= Extract to read =
Segment Open
Sharing the message through art
Easter Sunday was a really special day. Our home church The Mission Chattanooga is now meeting in person at outdoor worship services. This just started recently after a year of only coming together virtually. Being together has an extra special meaning because we closed the doors of our old sanctuary permanently last spring. Our church purchased a new building which needed an extensive renovation. It was finally complete last March and we planned to move in.
We have had this incredible new space that had just been sitting, waiting for us while we all stayed home. A few weeks ago our community finally felt that the time was right to come together again in person.
Our beautiful new courtyard would be the perfect space.
I knew that our Easter service would be a special one and a tiny voice inside of me kept reminding me of how much I missed creating “Artworship”.
This is the process of creating a work of art live during a service as an act of worship. When Jason and I lived in Houston, we attended Ecclesia Houston where this was a common practice at most services. Scott Erickson was the Artist in Residence there and he would paint to help teach the message being shared. Eventually Scott began asking me to fill in for him from time to time and after Scott moved back to Seattle, I began to take the practice on more regularly.
Creating art in this way was a chance for me to blend two parts of my life.
My faith and my art are what make me who I am. I know that God made me with a special gift and I’ve worked my whole life to try to figure out what to do with it. I know I am made to create, but what and for what purpose? It’s something I think a lot of artists struggle with.
Segment Closed
= Extracted information =
Segment Open
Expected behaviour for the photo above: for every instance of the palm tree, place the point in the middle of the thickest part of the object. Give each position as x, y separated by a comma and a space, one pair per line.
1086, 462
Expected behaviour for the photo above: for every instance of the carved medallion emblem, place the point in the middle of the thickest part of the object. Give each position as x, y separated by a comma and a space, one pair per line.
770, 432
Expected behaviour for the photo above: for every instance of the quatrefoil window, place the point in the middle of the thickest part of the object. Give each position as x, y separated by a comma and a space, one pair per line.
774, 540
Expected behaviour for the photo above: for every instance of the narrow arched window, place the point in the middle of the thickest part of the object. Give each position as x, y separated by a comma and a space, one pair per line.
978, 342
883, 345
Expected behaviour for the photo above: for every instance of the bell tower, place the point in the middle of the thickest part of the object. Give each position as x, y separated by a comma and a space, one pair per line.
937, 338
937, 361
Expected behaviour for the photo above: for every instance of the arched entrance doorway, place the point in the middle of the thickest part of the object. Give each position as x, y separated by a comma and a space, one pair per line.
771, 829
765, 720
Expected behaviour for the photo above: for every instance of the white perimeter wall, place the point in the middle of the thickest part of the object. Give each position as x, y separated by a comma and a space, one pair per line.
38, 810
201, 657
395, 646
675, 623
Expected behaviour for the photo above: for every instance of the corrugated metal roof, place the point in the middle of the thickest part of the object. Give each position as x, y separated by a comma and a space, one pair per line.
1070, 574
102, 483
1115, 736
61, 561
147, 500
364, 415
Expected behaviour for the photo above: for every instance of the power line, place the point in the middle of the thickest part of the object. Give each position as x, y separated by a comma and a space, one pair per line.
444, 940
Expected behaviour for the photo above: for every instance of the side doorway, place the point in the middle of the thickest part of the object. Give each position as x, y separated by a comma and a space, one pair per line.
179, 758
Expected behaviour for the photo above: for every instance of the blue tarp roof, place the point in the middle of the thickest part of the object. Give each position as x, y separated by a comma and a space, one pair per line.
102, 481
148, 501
Segment Closed
= Tasks =
1. Summarize the post about Artworship in two sentences.
2. Output the stretch of the Artworship post from "I knew that" through "on more regularly.".

= Replies =
1. After a year of meeting only virtually, the writer's church, The Mission Chattanooga, has started gathering in person at outdoor worship services, and its new courtyard was seen as the perfect space. Expecting the Easter service to be special, the writer missed creating "Artworship," the practice of making art live during a service as an act of worship, first taken up at Ecclesia Houston with Scott Erickson, which blends the writer's faith and art.

2.
I knew that our Easter service would be a special one and a tiny voice inside of me kept reminding me of how much I missed creating “Artworship”.
This is the process of creating a work of art live during a service as an act of worship. When Jason and I lived in Houston, we attended Ecclesia Houston where this was a common practice at most services. Scott Erickson was the Artist in Residence there and he would paint to help teach the message being shared. Eventually Scott began asking me to fill in for him from time to time and after Scott moved back to Seattle, I began to take the practice on more regularly.